Page extract ▸
View a markdown version of this page

Replication performance errors - AWS Elastic Disaster Recovery

Replication performance errors

This topic covers replication errors related to performance, convergence, and lag in AWS Elastic Disaster Recovery.

Error: Replication not converging

Error: NOT_CONVERGING status

Cause: The rate of data changes on the source server exceeds the available replication bandwidth. Elastic Disaster Recovery cannot catch up with the ongoing writes.

Resolution:

Console
  • Check Replication lag and ETA in the Elastic Disaster Recovery console.

  • Check the Disk settings tab. Consider upgrading the staging disk type for higher throughput (for example, gp2 to gp3).

CLI

Run the following command to check replication lag and ETA:

aws drs describe-source-servers \ --filters sourceServerIDs=SOURCE_SERVER_ID

Run the following command to check disk type, IOPS, and throughput configuration:

aws drs get-replication-configuration \ --source-server-id SOURCE_SERVER_ID

Additionally:

Note

Changing the staging disk type might affect replication costs. Review Amazon EBS pricing before making changes.

Replication lag increasing

Symptom: Replication lag grows over time or spikes unexpectedly.

Causes:

  • Source server is down or the agent is not running.

  • TCP port 1500 is blocked outbound from the source server to the replication server.

  • Source server MAC address changed. This requires agent reinstallation.

  • Source server recently rebooted or Elastic Disaster Recovery services restarted. Disks are re-read, and lag grows temporarily until the process completes.

  • Source server experienced a spike in write operations. Lag grows until Elastic Disaster Recovery flushes the backlog.

Entries provided ▸
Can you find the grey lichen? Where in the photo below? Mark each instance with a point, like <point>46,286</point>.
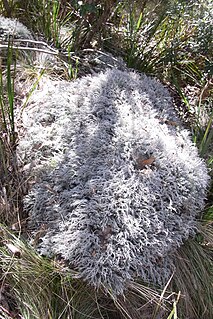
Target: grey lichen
<point>13,28</point>
<point>119,181</point>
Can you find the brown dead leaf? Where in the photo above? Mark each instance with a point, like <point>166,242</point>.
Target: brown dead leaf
<point>142,162</point>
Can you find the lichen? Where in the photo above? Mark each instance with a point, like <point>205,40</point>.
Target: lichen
<point>119,183</point>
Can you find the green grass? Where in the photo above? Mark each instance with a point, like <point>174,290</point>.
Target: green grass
<point>170,40</point>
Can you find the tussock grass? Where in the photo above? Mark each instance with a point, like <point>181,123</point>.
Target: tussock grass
<point>168,39</point>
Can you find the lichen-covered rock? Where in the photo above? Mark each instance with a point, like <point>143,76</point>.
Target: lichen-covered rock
<point>119,182</point>
<point>15,29</point>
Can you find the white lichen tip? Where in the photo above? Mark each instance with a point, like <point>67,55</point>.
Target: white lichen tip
<point>120,183</point>
<point>12,27</point>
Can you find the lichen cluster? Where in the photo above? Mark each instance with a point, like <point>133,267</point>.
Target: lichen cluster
<point>119,183</point>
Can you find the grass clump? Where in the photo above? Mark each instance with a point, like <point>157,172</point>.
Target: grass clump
<point>170,40</point>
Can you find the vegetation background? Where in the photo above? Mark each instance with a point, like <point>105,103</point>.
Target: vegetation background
<point>170,40</point>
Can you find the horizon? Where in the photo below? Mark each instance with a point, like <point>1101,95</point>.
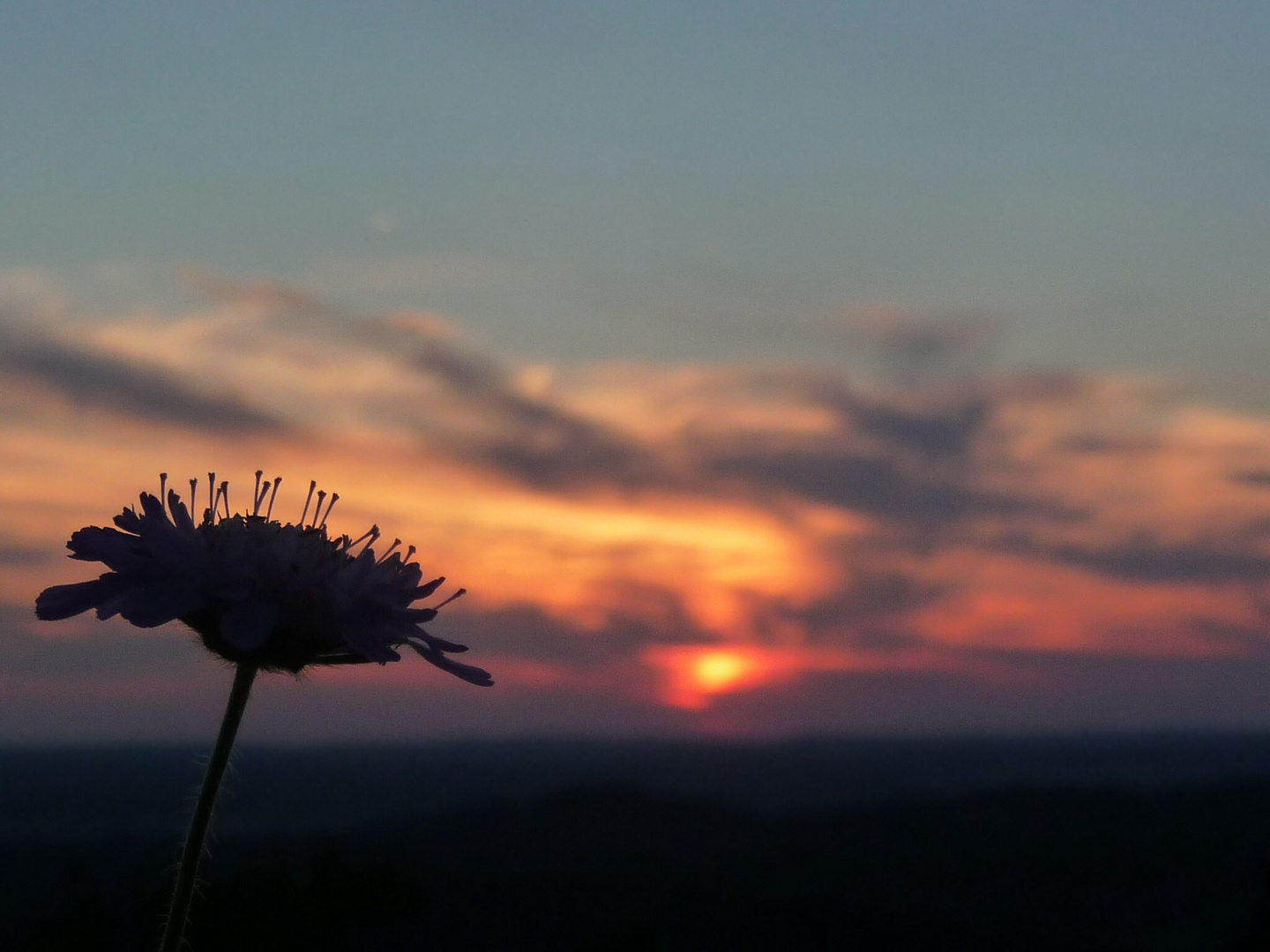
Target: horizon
<point>759,371</point>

Work task ▸
In the page on replication performance errors, which TCP port, if blocked outbound from the source server to the replication server, can make replication lag increase?

Reply to the exercise ▸
TCP port 1500.